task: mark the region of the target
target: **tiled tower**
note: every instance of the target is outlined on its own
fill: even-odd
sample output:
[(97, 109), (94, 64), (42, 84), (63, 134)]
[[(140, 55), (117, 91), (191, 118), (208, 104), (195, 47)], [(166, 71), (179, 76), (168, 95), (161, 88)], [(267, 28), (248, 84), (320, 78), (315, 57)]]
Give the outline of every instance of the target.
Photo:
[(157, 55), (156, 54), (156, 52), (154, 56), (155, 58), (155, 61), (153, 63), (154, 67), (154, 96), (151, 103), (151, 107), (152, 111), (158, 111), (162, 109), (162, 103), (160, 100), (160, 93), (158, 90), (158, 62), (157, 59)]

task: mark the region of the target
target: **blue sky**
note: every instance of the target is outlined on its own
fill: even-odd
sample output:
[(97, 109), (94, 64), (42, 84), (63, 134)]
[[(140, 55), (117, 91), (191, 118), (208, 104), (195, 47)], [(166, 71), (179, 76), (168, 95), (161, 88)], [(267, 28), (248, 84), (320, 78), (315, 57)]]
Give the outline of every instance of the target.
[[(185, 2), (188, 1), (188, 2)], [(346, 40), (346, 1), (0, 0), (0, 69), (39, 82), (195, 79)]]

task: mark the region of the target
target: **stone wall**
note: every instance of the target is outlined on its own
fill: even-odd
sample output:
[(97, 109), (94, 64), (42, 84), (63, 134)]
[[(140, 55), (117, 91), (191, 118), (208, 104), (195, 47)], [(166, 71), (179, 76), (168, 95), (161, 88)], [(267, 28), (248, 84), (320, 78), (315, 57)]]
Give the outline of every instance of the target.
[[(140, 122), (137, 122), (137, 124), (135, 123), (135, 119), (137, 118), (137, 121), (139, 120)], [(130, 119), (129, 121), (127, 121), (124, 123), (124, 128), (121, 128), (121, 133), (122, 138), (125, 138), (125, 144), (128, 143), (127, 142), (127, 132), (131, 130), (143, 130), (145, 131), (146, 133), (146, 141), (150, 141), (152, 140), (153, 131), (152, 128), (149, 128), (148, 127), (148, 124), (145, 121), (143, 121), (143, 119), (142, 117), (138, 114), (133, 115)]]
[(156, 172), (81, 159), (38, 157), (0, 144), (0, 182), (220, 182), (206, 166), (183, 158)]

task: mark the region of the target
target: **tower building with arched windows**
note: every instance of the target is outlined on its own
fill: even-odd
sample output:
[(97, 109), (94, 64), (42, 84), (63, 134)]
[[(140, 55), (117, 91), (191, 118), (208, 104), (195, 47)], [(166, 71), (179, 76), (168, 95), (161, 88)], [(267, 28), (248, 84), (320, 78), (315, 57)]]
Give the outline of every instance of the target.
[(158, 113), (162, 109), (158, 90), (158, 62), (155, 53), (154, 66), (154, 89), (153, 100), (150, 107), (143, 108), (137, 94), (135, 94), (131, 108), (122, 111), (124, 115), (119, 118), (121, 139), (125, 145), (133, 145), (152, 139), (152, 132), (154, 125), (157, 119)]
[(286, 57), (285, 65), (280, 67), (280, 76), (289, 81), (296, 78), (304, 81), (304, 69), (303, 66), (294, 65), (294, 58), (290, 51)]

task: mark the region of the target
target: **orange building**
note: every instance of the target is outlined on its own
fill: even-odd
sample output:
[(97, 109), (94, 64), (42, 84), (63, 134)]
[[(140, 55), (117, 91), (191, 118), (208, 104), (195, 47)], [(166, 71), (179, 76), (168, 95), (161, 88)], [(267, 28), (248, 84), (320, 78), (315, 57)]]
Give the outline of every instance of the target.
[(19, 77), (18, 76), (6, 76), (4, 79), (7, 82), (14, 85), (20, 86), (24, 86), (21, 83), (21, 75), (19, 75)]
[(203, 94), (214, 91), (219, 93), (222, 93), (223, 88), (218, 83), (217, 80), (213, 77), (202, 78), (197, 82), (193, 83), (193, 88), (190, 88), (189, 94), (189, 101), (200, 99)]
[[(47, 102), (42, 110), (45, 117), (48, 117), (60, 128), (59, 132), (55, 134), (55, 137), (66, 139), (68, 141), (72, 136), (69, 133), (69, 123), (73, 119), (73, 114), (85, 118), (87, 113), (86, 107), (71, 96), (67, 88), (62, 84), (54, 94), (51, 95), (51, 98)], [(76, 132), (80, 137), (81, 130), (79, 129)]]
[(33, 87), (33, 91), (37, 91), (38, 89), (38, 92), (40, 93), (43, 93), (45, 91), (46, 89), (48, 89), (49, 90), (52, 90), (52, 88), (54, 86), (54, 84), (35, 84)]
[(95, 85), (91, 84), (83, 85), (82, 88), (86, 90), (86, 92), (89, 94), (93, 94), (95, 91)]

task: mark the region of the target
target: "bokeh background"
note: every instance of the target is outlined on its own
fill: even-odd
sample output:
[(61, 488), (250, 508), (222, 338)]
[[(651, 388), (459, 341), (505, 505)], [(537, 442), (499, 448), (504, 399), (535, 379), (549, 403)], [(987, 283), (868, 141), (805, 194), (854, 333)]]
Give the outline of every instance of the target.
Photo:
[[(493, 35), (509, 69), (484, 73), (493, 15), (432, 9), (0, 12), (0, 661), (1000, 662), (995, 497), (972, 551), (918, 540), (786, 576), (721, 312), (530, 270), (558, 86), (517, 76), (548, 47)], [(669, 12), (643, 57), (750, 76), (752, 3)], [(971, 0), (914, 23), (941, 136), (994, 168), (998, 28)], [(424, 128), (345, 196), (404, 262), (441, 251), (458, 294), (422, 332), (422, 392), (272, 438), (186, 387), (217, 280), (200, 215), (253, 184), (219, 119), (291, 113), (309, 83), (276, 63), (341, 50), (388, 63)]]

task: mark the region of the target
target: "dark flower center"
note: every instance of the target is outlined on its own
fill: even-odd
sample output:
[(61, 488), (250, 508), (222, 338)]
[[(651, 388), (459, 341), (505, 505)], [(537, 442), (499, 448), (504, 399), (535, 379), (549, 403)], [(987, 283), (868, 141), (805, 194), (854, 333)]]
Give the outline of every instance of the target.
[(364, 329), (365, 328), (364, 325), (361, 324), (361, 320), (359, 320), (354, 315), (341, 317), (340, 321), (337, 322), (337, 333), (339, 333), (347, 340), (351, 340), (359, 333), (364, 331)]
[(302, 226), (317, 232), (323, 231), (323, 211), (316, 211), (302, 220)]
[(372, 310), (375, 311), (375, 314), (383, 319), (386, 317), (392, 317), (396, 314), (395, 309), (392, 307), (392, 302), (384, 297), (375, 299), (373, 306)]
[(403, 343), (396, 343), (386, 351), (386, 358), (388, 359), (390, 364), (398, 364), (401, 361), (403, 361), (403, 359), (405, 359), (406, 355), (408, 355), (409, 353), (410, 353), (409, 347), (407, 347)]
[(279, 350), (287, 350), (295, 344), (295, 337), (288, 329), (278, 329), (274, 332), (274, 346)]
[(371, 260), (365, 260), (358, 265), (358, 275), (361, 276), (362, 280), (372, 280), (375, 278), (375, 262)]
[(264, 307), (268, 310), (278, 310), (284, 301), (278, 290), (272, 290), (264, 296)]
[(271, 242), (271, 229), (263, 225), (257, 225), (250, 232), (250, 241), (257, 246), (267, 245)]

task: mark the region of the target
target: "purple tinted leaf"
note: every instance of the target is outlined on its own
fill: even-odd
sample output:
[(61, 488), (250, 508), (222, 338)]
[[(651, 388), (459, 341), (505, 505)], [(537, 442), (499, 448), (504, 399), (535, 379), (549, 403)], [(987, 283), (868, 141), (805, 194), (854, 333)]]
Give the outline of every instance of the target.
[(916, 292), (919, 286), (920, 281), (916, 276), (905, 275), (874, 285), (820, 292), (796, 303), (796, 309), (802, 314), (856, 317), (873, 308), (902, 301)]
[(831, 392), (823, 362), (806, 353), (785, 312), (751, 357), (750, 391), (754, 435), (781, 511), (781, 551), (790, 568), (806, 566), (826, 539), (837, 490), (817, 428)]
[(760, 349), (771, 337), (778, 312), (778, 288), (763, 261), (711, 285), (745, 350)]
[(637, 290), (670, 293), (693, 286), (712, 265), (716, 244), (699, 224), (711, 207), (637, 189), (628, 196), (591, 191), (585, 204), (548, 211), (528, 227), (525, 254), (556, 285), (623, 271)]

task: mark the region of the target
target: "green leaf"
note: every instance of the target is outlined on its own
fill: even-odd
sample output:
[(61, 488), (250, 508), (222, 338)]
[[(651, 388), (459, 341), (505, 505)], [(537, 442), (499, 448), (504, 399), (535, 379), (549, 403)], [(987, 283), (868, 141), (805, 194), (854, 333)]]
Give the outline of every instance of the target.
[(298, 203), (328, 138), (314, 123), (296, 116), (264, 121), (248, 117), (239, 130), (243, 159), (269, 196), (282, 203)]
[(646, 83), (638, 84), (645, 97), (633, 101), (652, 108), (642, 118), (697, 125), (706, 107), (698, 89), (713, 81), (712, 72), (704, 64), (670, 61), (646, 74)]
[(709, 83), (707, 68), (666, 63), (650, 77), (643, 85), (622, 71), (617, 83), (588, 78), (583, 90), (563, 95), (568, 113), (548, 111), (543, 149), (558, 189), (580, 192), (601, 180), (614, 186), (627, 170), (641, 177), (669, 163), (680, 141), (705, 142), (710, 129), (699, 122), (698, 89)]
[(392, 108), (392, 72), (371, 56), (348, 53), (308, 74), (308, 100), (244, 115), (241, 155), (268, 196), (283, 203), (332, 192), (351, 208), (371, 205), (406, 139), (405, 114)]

**Short problem**
Find every line in the records that contains the string "building", with uppercase and lowercase treated as different, and copy each of those lines.

**Written answer**
target: **tower building with arched windows**
target: **orange building**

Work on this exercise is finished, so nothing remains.